> _TUGAS DIKERJAKAN_:
A - Jawab pertanyaan berikut berdasarkan bacaan tentang pelajaran bahasa Inggris di SD.
(i) Di kelas dan sekolah mana Rizka Fadjriah belajar?
(ii) Dalam bentuk apa guru kebanyakan mengajarkan pelajaran bahasa asing kepada Regata?
(iii) Apa yang diikuti Regata selepas sekolah?
B - Menurut bacaan tentang pelajaran bahasa Inggris di SD, mengapa Regata merasa perlu mengikuti les tambahan? Jelaskan dalam satu sampai tiga kalimat.

> _PETIKAN BACAAN_:
---

NIAT yang dikandung adalah "menginternasionalkan" anak Indonesia. Hasilnya, bahasa Inggris malah menjadi beban bagi para murid SD. Rizka Fadjriah, 9 tahun, siswa kelas 3-A Sekolah Dasar Negeri Menteng 3, Jakarta Selatan, tak kuasa menahan kekesalannya. "Susah menghafalnya. Harus diulang-ulang terus," ujarnya menggerutu.
Keluhan yang sama terlontar dari kakak kelasnya, Regata Andri Kusumo Utomo. Murid kelas 5-A itu mengaku agak susah menyerap pelajaran bahasa asing, yang oleh guru kebanyakan diajarkan dalam bentuk hafalan. Agar nilai pelajaran bahasa Inggris di rapor tak merah?suatu hal yang dirasa "aib" bagi murid SD?Regata merasa perlu mengikuti les tambahan selepas sekolah.

---

Cuplikan data:
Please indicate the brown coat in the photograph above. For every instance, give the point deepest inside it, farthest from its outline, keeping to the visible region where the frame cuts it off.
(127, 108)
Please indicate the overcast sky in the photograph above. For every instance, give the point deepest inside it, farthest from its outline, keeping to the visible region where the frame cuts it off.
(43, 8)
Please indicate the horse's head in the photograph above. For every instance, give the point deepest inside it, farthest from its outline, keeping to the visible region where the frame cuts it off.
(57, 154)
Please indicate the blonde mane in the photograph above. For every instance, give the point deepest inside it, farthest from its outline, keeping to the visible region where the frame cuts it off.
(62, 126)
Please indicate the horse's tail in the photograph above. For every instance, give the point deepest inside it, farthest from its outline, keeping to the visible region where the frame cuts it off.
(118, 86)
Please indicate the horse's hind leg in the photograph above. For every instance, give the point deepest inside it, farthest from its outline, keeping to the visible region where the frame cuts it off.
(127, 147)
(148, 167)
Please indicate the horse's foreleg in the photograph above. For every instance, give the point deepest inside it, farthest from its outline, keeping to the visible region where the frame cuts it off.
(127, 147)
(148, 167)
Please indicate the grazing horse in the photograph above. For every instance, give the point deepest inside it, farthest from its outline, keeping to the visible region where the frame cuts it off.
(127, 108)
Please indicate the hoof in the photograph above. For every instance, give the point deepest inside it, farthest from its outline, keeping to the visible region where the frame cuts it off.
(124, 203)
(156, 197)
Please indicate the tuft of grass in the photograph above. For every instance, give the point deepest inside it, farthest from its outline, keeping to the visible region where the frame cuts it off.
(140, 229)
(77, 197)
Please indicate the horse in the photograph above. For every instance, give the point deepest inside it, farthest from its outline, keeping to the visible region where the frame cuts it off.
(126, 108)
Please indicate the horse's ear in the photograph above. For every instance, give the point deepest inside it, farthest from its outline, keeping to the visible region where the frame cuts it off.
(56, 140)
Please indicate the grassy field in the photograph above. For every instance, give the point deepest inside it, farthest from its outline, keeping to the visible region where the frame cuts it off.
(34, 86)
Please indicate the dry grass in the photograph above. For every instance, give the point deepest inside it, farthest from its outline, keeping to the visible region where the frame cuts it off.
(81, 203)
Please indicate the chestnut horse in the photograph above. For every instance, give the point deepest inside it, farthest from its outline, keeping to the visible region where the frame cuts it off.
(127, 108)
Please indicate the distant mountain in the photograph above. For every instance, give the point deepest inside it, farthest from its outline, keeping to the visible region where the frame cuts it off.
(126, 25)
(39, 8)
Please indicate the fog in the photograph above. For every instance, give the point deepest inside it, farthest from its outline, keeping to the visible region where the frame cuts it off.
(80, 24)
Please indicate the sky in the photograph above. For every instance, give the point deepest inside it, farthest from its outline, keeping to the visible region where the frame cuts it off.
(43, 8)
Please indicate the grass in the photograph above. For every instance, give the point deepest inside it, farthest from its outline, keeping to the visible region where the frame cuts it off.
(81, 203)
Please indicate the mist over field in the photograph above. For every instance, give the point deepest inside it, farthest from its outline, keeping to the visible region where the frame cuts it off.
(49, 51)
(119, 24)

---

> _KUMPULAN JAWABAN_:
A -
(i) Kelas 3-A Sekolah Dasar Negeri Menteng 3, Jakarta Selatan.
(ii) Dalam bentuk hafalan.
(iii) Les tambahan.

B - Regata mengikuti les tambahan agar nilai pelajaran bahasa Inggris di rapornya tidak merah. Nilai merah dirasa sebagai "aib" bagi murid SD.